## Directions for this task
Rescale the listing from its start through the line containing "<point>366,210</point>", writing out every line again with the request lines unchanged. Multiply each point coordinate by 0.75 and round to whole numbers, with halves rounded up.

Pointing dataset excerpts
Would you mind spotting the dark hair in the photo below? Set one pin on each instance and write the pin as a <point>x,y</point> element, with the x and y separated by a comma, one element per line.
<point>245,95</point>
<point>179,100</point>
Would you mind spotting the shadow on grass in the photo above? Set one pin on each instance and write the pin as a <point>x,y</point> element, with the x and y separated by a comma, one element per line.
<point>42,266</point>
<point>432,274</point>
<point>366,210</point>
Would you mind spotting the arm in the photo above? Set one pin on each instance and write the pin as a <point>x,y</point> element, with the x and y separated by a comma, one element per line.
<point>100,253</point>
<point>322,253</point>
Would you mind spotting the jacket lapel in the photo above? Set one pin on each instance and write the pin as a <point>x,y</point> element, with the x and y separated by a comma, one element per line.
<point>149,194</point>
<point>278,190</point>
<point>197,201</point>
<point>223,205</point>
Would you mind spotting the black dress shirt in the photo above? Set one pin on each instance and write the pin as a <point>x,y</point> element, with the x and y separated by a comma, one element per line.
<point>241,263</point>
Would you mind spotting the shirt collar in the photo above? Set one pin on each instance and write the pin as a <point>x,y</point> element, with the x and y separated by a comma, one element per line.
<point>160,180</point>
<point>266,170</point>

## Result of the task
Would you mind spotting the dark hair in the photo below? Set one pin on each instance and write the pin as a <point>x,y</point> element, with the x and y separated by a comma, one element per line.
<point>184,71</point>
<point>134,75</point>
Would you mind spotting the shadow on grass in the photo above? Set one pin on each instance and write the pin as a <point>x,y</point> element, with the x and y separated by a comma, one element per line.
<point>32,200</point>
<point>324,206</point>
<point>275,158</point>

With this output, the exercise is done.